Record excerpts

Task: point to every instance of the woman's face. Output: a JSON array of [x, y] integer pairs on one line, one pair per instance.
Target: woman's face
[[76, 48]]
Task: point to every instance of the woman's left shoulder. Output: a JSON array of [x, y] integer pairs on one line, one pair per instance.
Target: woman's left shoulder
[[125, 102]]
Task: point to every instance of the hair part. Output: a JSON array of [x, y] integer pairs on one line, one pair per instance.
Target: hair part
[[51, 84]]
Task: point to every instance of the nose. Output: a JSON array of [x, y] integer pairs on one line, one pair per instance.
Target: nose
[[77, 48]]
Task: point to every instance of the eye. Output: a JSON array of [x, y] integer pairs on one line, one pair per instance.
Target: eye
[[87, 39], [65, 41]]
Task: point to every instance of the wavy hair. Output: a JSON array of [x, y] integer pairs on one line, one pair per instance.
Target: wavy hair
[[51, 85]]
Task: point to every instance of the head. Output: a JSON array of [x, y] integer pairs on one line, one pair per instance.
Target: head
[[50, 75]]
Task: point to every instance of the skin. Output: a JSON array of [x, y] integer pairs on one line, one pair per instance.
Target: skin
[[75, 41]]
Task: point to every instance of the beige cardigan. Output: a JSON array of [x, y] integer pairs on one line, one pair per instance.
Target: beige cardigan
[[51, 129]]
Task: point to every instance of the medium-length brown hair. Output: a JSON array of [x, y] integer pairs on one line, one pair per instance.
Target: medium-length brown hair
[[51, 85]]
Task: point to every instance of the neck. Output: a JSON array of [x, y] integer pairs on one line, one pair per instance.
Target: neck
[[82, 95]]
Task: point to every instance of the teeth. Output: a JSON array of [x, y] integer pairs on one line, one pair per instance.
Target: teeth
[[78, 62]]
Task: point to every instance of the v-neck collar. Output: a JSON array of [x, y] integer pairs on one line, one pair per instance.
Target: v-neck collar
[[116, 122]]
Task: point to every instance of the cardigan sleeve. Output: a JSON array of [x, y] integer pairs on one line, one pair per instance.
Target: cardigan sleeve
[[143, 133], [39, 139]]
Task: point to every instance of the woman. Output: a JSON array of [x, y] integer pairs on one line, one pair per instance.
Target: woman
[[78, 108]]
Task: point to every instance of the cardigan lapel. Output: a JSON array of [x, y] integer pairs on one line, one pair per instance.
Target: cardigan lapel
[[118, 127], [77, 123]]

Task requirements
Lay out every line of the records above as a Markdown table with the columns Row and Line, numbering the rows in order. Omit blank lines.

Finished task
| Row | Line |
|---|---|
| 1 | Task: point to every instance of the woman's face. Output: a JSON array of [x, y] integer pairs on one line, one pair per instance. |
| 2 | Target: woman's face |
| 3 | [[76, 48]] |
| 4 | Task: point to every instance of the woman's left shoulder. Output: a JSON array of [x, y] integer pairs on one line, one pair per instance. |
| 5 | Target: woman's left shoulder |
| 6 | [[125, 102]] |
| 7 | Task: point to every instance of the hair part. Output: a JSON array of [x, y] integer pairs on one line, one pair per instance. |
| 8 | Target: hair part |
| 9 | [[51, 84]] |
| 10 | Task: point to every instance of the nose. Output: a JSON array of [x, y] integer pairs on one line, one pair per instance. |
| 11 | Target: nose |
| 12 | [[77, 48]] |
| 13 | Task: point to every instance of the eye. Output: a JSON array of [x, y] integer pairs on one line, one pair per instance. |
| 14 | Target: eye |
| 15 | [[87, 39], [65, 41]] |
| 16 | Task: point to every instance of the wavy hair. Output: a JSON array of [x, y] integer pairs on one line, one pair per instance. |
| 17 | Target: wavy hair |
| 18 | [[51, 85]] |
| 19 | Task: point to every instance of the head. Output: a JSON array of [x, y] integer pairs on one line, one pair per instance. |
| 20 | Target: head |
| 21 | [[50, 75]] |
| 22 | Task: point to every instance of the skin. Output: a JSON array of [x, y] integer pairs on one line, one pair per instance. |
| 23 | Target: skin |
| 24 | [[75, 41]] |
| 25 | Task: point to every instance of the beige cardigan. Output: a JSON array of [x, y] integer pairs on one line, one pair per instance. |
| 26 | Target: beige cardigan |
| 27 | [[51, 129]] |
| 28 | Task: point to every instance of the medium-length brown hair. Output: a JSON array of [x, y] integer pairs on one line, one pair per instance. |
| 29 | Target: medium-length brown hair |
| 30 | [[51, 85]] |
| 31 | Task: point to every instance of the neck. Output: a JSON array of [x, y] integer pairs on one line, one pair per instance. |
| 32 | Target: neck |
| 33 | [[82, 95]] |
| 34 | Task: point to every instance of the teeth. Output: a JSON array of [x, y] integer pairs on one line, one pair per instance. |
| 35 | Target: teeth |
| 36 | [[78, 62]] |
| 37 | Task: point to every instance of the v-neck collar. Output: a JSON array of [x, y] integer pairs on one line, one pair per instance. |
| 38 | Target: v-neck collar |
| 39 | [[116, 122]] |
| 40 | Task: point to every instance of the cardigan sleeve. Output: a JSON array of [x, y] integer pairs on one line, one pair per instance. |
| 41 | Target: cardigan sleeve |
| 42 | [[143, 133], [39, 139]] |
| 43 | Task: point to every instance of the woman. Output: a JSON array of [x, y] integer pairs on one line, one pair per instance. |
| 44 | Target: woman |
| 45 | [[78, 108]] |
| 46 | Task: point to every instance of the cardigan lapel. Output: a JSON array of [x, y] integer pairs on one line, one pair per instance. |
| 47 | Target: cardigan lapel |
| 48 | [[118, 127], [77, 123]] |